-- What you have to do --
Each entry is to be given again precisely, and no picture may be carried over.

── Given data ──

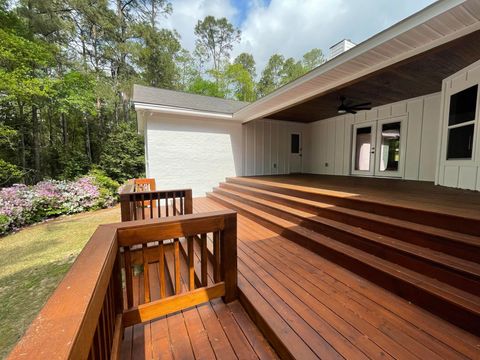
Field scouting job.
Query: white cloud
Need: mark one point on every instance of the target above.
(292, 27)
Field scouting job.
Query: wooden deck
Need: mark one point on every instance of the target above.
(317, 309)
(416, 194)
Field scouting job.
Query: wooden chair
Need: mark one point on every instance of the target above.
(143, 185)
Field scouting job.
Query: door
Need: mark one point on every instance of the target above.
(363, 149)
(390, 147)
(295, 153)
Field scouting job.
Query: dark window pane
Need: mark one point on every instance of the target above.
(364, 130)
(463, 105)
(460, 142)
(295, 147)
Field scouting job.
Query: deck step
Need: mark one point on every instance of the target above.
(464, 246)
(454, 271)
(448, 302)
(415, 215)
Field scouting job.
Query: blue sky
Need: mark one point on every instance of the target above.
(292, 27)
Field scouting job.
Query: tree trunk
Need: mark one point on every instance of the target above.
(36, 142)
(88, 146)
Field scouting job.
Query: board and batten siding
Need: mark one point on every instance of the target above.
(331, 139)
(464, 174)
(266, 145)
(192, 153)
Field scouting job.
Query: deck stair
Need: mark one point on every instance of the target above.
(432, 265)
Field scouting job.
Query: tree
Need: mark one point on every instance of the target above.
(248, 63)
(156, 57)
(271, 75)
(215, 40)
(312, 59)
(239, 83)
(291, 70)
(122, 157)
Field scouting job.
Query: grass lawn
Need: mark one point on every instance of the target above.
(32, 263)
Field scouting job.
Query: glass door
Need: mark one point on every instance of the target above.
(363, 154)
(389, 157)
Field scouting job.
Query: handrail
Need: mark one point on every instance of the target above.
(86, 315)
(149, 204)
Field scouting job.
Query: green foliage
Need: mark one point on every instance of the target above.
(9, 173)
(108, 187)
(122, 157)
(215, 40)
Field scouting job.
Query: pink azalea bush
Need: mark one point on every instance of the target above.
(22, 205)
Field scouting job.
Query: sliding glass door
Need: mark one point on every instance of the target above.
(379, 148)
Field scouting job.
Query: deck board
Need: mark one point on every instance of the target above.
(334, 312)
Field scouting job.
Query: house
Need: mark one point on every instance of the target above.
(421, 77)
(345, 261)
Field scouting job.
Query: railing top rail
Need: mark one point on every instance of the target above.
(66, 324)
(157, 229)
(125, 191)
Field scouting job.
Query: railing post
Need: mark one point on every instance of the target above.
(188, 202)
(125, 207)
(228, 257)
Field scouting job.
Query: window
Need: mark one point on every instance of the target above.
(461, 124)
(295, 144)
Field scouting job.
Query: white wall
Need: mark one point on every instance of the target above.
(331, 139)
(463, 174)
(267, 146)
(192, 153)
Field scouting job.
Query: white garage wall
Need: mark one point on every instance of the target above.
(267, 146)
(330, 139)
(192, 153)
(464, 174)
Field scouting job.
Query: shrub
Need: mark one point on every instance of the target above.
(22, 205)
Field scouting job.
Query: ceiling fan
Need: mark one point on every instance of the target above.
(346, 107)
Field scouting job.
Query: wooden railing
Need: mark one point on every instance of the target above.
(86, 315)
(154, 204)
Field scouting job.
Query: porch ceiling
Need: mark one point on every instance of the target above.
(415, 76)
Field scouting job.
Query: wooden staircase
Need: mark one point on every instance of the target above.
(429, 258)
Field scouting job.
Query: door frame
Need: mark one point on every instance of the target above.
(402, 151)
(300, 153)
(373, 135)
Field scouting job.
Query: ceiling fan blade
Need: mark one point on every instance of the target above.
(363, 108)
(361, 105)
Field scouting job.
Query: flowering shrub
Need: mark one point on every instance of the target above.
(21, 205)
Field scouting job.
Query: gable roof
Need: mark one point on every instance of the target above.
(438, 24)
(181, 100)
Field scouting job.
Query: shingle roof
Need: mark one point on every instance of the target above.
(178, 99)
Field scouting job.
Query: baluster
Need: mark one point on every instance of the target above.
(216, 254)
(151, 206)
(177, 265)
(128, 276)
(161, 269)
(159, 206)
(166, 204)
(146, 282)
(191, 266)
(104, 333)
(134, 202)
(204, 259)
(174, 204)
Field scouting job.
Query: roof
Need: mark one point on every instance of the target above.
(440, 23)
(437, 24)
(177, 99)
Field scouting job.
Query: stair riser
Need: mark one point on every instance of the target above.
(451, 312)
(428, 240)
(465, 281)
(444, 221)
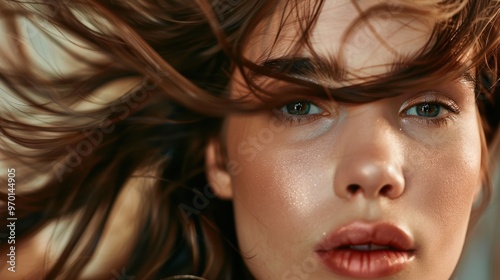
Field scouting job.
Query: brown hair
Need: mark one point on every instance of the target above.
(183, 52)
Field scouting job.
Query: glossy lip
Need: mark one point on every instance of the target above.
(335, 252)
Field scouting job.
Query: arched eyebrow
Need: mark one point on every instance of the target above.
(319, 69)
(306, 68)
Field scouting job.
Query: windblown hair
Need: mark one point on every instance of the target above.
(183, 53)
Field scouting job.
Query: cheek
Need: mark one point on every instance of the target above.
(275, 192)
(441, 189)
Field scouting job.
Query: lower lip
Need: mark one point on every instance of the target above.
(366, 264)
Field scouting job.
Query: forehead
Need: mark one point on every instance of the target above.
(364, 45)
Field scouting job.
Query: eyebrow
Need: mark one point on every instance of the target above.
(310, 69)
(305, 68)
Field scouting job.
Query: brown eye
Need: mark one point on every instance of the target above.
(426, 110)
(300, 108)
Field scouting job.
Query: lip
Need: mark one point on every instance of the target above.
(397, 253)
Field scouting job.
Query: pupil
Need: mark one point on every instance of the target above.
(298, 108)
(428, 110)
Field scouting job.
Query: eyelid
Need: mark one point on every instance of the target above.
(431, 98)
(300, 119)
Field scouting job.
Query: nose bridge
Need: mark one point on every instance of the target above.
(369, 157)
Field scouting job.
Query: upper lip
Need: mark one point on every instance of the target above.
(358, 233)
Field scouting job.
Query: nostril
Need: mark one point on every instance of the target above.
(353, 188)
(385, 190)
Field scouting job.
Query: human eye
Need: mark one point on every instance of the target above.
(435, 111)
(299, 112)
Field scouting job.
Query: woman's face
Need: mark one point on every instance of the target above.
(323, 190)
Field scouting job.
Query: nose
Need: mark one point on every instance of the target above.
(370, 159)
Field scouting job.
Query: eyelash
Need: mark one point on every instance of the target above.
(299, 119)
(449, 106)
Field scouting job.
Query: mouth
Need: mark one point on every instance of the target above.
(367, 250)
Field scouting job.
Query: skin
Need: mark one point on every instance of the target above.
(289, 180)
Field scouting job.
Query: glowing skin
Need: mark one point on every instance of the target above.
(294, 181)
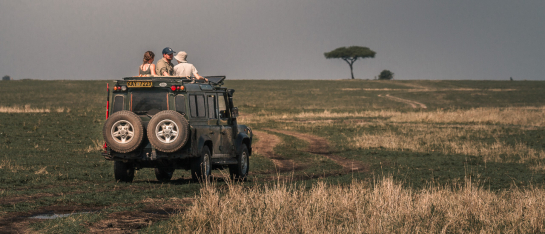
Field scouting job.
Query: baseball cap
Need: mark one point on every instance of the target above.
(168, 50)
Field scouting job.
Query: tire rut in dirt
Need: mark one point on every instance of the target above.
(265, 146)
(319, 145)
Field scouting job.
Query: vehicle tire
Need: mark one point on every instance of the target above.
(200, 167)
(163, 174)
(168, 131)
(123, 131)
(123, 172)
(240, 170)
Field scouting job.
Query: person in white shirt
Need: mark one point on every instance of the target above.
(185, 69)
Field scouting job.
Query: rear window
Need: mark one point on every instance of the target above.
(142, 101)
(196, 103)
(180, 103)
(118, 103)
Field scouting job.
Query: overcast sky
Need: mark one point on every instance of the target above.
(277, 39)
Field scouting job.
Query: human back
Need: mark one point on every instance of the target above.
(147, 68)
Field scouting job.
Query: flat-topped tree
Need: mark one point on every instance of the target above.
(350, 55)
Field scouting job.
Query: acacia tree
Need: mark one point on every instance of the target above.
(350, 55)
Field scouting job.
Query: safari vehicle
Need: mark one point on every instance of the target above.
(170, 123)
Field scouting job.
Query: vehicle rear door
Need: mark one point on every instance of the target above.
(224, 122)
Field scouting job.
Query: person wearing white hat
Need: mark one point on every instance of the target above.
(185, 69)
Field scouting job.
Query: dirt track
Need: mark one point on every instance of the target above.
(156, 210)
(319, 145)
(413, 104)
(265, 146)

───

-- Solution to this problem --
Field scouting job.
Query: white cloud
Need: mark one point on every instance of the target above.
(292, 27)
Field scouting job.
Query: wooden deck
Need: mark one point on every instance of the target above.
(317, 309)
(416, 194)
Field scouting job.
Query: wooden chair
Need: mark one point on every instance of the target above.
(143, 185)
Field scouting job.
Query: door
Need: mark one point on every instance of the target above.
(363, 149)
(390, 147)
(295, 153)
Field scouting job.
Query: dark window pane
Need: mark one point on every instance of the target above.
(364, 130)
(463, 105)
(460, 142)
(295, 147)
Field scouting job.
Query: deck step
Need: mark one point on every instance of the target above.
(464, 246)
(454, 271)
(448, 302)
(415, 215)
Field scouting job.
Query: blue sky
Need: mark one point on every instance of the target above.
(292, 27)
Field scouting job.
Query: tree trunk
Need: mark one point on every instance of the target above.
(36, 142)
(88, 146)
Field scouting job.
Query: board and batten siding
Need: mark one point on every instance of the target above.
(331, 139)
(464, 174)
(266, 145)
(192, 153)
Field scouting job.
Query: deck stair
Need: mark one point on every instance of the target above.
(432, 265)
Field scouting job.
Query: tree
Need: mark one point on every instance of the target above.
(248, 63)
(156, 57)
(271, 75)
(215, 40)
(312, 59)
(239, 83)
(291, 70)
(122, 157)
Field scouting job.
Query: grass lawn
Need: mark one point on every instance of the target above.
(32, 263)
Field scouting job.
Query: glass door
Need: mark one point on every instance of the target above.
(363, 154)
(389, 157)
Field scouting job.
Query: handrail
Need: mark one point on every instance of the target above.
(86, 315)
(149, 204)
Field scouting job.
Query: green foliage
Need: mark one point on every instance of the target above.
(9, 173)
(108, 187)
(122, 157)
(215, 40)
Field scouting job.
Query: pink azalea bush
Need: mark one point on every instance of the target above.
(22, 205)
Field scouting job.
Query: sliding glass door
Need: mark one point on every instance of the target above.
(379, 148)
Field scouting job.
Query: deck board
Need: mark one point on every instance of the target above.
(334, 312)
Field scouting job.
Query: house
Need: mark one point on every instance of the target above.
(421, 77)
(345, 261)
Field scouting job.
Query: railing top rail
Need: mark one point on every instance of the target above.
(66, 324)
(157, 229)
(125, 191)
Field scouting job.
Query: railing post
Need: mark one point on every instance of the target above.
(188, 202)
(125, 207)
(228, 257)
Field scouting job.
Query: window
Need: mark one point on every instance of the target above.
(461, 124)
(295, 144)
Field scouting job.
Query: white wall
Need: mark one point on every instance of the target above.
(331, 139)
(463, 174)
(267, 146)
(192, 153)
Field scouting job.
Query: white garage wall
Need: mark one point on every instance of the target above.
(267, 146)
(330, 139)
(192, 153)
(464, 174)
Field scouting job.
Query: shrub
Need: mark one point on every instance of the target above.
(22, 205)
Field scouting job.
Query: ceiling fan
Need: mark one point on every instance of the target above.
(346, 107)
Field scouting job.
Query: wooden railing
Need: mark one point on every instance of the target above.
(86, 315)
(154, 204)
Field scouting job.
Query: porch ceiling
Need: mark one point on every instance of the target above.
(415, 76)
Field scouting job.
Query: wooden staircase
Need: mark one point on every instance of the target above.
(429, 258)
Field scouting job.
Query: door frame
Need: mark one point on every instance of the target above.
(402, 151)
(300, 153)
(373, 135)
Field scouting job.
Query: ceiling fan blade
Need: mark one point on every instance of the target above.
(363, 108)
(361, 105)
Field scouting job.
Query: flowering shrub
Need: mark one point on every instance of the target above.
(21, 205)
Field scouting job.
Query: gable roof
Need: mark one point on every instance of the target above.
(438, 24)
(181, 100)
Field scouting job.
Query: shingle roof
Need: mark one point on every instance of the target above.
(178, 99)
Field scouting job.
Query: baluster
Need: mark one point on every instance of the target above.
(216, 254)
(151, 206)
(177, 265)
(128, 276)
(161, 269)
(159, 206)
(166, 204)
(146, 282)
(191, 266)
(104, 333)
(134, 202)
(204, 259)
(174, 204)
Field scouting job.
Query: roof
Need: mark one point on every instance of the target above.
(440, 23)
(437, 24)
(177, 99)
Field scouting job.
Query: stair riser
Need: mark one point on every instance of the target above.
(451, 312)
(428, 240)
(465, 281)
(444, 221)
Field scouting job.
Query: brown hair
Need: mark one point on every instance of the target above.
(183, 52)
Field scouting job.
Query: glossy lip
Need: mark one point on every instance of the target above.
(335, 252)
Field scouting job.
Query: arched eyebrow
Need: mark one point on every instance of the target above.
(319, 69)
(306, 68)
Field scouting job.
Query: windblown hair
Need: mark one point on every instance of the target above.
(183, 53)
Field scouting job.
Query: cheek
Need: mark one point on every instance of the target above.
(275, 192)
(441, 189)
Field scouting job.
Query: lower lip
Need: mark one point on every instance of the target above.
(366, 264)
Field scouting job.
Query: forehead
Need: mark one point on every instance of the target above.
(364, 45)
Field scouting job.
Query: eyebrow
Need: mark one point on every instance of the target above.
(310, 69)
(305, 68)
Field scouting job.
Query: brown eye
Need: mark one point on every instance of the target above.
(426, 110)
(300, 108)
Field scouting job.
Query: lip
Need: mark one point on every instance of the target above.
(397, 253)
Field scouting job.
Query: pupil
Need: mark one point on every instance of the target above.
(298, 108)
(428, 110)
Field scouting job.
Query: eyelid
Need: mark one point on every instance of the target above.
(431, 98)
(300, 119)
Field scouting job.
Query: nose bridge
Need: mark one point on every instance of the target above.
(369, 157)
Field scouting job.
Query: upper lip
Need: mark one point on every instance of the target above.
(358, 233)
Field scouting job.
Query: nostril
Need: mark one point on every instance of the target above.
(353, 188)
(385, 190)
Field scouting job.
Query: human eye
Need: mark one point on every instance of the target above.
(435, 111)
(299, 112)
Field scouting job.
Query: woman's face
Need: mark one point on every instance of the target above.
(323, 190)
Field scouting job.
Query: nose
Need: mark one point on every instance of the target above.
(370, 159)
Field scouting job.
Query: eyelash
Need: mark one point on every instance of the target above.
(299, 119)
(449, 106)
Field scouting job.
Query: mouth
Need: mark one point on every instance of the target above.
(367, 250)
Field scouting job.
Query: skin
Need: mark one point on every instance of the target above.
(289, 180)
Field scouting job.
Query: glowing skin
Need: mark one point on every instance of the target above.
(294, 181)
Field scouting job.
Query: baseball cap
Need: mark one point on every instance of the target above.
(168, 50)
Field scouting job.
Query: tire rut in dirt
Need: mark one point on every instance of the target above.
(265, 146)
(319, 145)
Field scouting job.
Query: vehicle tire
Need: mark one point on every instance of the target above.
(200, 167)
(163, 174)
(168, 131)
(123, 131)
(123, 172)
(240, 170)
Field scouting job.
Query: person in white shirt
Need: mark one point on every instance of the target above.
(185, 69)
Field scouting job.
Query: rear window
Need: mark one point on every instance of the target above.
(142, 101)
(196, 103)
(180, 103)
(118, 103)
Field scouting job.
Query: overcast sky
Need: mark one point on every instance of the target above.
(277, 39)
Field scouting job.
Query: human back
Need: mark one point on every instance of the target above.
(147, 68)
Field scouting job.
Query: flat-topped tree
Need: mark one point on every instance of the target above.
(350, 55)
Field scouting job.
Query: acacia tree
Need: mark one point on every instance of the target above.
(350, 55)
Field scouting job.
Query: safari vehicle
Need: mark one point on every instance of the target above.
(170, 123)
Field scouting job.
Query: vehicle rear door
Need: mark one point on every instance of the target above.
(224, 122)
Field scouting job.
Query: person wearing white hat
Need: mark one point on every instance of the target above.
(185, 69)
Field scouting job.
Query: dirt track
Need: mark one point on every instance of the target above.
(156, 210)
(319, 145)
(413, 104)
(265, 146)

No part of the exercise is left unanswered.